-- START --
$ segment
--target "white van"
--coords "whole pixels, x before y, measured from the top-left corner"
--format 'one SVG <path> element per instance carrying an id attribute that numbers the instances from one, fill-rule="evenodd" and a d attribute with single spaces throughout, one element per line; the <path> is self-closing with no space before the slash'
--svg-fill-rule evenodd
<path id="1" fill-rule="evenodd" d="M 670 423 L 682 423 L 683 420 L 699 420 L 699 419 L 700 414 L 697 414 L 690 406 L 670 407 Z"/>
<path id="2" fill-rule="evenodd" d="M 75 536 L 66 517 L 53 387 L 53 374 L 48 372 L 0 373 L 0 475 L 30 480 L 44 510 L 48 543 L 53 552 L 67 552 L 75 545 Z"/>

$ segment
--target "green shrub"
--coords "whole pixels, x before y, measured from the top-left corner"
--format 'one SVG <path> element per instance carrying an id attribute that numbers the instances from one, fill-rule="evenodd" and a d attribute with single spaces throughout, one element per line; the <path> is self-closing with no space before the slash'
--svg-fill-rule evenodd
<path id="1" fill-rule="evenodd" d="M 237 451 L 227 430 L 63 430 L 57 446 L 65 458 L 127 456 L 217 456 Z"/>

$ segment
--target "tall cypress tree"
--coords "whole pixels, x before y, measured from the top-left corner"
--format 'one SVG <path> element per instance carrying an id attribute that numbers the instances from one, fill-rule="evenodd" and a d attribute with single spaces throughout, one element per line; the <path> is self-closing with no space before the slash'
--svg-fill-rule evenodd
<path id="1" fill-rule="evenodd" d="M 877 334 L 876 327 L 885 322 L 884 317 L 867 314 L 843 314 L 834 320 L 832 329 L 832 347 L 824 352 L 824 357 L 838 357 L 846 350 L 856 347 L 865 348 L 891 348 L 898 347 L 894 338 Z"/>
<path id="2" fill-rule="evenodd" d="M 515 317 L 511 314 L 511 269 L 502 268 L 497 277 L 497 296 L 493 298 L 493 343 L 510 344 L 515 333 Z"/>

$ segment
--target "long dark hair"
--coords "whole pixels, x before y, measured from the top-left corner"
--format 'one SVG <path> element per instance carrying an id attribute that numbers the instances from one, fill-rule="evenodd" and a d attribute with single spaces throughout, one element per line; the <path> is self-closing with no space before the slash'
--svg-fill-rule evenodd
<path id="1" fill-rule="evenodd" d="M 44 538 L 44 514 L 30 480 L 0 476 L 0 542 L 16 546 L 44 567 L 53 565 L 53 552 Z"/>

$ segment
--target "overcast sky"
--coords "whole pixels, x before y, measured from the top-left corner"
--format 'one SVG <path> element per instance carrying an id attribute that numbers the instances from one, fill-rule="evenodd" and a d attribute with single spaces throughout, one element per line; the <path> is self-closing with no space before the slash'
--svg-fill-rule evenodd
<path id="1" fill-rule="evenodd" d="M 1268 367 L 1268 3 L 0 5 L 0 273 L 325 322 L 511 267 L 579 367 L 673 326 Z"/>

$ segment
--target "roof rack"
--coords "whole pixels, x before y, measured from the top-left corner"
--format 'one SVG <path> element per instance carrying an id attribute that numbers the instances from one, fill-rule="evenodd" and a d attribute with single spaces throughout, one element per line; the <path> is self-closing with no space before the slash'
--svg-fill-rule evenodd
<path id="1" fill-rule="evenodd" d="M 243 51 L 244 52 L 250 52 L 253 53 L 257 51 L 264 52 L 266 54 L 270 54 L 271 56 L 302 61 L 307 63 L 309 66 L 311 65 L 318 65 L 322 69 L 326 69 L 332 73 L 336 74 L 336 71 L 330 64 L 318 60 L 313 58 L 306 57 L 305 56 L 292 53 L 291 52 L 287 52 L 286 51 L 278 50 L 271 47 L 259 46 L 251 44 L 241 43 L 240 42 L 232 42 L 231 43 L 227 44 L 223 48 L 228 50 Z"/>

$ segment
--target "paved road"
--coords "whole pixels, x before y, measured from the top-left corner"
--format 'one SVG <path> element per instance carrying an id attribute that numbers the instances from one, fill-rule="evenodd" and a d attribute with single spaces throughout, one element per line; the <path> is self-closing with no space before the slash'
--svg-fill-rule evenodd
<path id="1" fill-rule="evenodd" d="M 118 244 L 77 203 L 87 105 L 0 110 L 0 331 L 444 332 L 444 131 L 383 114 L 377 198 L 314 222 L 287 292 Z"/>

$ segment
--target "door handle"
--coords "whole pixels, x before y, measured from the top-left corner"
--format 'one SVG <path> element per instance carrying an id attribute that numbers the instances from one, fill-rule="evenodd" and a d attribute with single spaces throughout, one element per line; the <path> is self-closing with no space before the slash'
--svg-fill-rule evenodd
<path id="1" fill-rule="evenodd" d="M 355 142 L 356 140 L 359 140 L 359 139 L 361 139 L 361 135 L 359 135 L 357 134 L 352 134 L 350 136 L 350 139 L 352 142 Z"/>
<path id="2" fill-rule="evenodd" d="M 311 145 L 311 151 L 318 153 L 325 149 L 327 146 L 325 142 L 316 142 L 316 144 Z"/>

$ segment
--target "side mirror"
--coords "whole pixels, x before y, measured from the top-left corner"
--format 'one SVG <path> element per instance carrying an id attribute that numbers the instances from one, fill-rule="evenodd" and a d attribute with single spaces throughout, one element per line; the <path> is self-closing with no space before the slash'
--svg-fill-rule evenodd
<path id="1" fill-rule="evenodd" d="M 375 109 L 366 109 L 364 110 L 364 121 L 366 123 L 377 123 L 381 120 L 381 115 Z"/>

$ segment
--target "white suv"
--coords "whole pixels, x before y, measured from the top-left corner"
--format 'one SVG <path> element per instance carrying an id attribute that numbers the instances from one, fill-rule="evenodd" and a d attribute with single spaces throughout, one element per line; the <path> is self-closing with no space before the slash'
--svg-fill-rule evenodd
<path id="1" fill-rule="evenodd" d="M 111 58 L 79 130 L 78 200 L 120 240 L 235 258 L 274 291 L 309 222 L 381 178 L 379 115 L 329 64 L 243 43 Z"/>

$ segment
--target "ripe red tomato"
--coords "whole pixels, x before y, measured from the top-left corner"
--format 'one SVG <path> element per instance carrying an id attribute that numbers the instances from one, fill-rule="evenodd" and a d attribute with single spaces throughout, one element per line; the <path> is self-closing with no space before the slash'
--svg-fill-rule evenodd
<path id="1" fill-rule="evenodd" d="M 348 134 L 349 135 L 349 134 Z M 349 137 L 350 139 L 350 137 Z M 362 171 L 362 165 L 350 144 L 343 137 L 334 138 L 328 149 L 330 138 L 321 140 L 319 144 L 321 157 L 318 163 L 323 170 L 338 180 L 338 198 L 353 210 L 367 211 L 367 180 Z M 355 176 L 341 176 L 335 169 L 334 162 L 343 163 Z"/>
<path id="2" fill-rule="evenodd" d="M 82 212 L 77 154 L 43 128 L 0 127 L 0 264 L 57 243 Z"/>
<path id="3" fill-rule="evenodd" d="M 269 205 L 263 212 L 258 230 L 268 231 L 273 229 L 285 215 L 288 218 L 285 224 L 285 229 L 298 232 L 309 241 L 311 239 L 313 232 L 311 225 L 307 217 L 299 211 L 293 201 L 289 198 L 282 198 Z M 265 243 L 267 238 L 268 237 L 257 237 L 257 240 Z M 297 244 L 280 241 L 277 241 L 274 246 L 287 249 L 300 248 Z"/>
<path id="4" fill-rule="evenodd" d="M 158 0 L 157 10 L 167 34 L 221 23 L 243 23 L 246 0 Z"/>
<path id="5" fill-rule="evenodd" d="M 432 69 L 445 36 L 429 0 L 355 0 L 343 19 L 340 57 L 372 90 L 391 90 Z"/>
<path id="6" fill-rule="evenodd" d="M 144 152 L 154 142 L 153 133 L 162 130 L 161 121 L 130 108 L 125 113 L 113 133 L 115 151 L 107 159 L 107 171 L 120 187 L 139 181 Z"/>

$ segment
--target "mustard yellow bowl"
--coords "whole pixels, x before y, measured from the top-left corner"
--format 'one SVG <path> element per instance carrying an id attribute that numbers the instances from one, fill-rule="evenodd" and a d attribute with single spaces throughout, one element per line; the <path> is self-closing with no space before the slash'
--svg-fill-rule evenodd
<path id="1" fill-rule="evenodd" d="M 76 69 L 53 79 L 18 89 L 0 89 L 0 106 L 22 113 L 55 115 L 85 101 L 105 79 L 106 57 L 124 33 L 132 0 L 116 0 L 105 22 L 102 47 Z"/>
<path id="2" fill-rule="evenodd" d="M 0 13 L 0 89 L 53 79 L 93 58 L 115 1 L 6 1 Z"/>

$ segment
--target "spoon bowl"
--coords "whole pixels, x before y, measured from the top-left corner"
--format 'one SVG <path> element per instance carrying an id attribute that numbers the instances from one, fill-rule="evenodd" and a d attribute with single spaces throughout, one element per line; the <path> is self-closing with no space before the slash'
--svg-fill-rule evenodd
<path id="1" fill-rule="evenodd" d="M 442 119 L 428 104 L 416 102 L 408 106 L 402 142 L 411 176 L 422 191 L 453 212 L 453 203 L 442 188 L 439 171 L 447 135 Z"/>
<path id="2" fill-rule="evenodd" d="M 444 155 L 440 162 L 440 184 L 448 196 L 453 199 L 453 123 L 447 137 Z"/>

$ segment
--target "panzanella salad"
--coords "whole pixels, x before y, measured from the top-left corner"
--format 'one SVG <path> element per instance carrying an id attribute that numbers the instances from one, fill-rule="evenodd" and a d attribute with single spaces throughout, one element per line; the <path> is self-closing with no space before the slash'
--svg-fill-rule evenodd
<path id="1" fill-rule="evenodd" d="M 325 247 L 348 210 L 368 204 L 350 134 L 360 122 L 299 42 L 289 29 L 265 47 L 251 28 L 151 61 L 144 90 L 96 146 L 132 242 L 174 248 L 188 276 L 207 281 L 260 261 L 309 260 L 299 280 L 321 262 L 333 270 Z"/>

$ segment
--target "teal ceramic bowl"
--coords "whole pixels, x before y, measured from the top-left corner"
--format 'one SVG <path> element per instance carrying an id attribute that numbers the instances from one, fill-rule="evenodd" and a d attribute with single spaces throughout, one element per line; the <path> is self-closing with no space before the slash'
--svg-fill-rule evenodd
-- END --
> _Exercise_:
Count the lines of the material above that contain the string "bowl", matching case exactly, and reply with the number alone.

> _Reply_:
3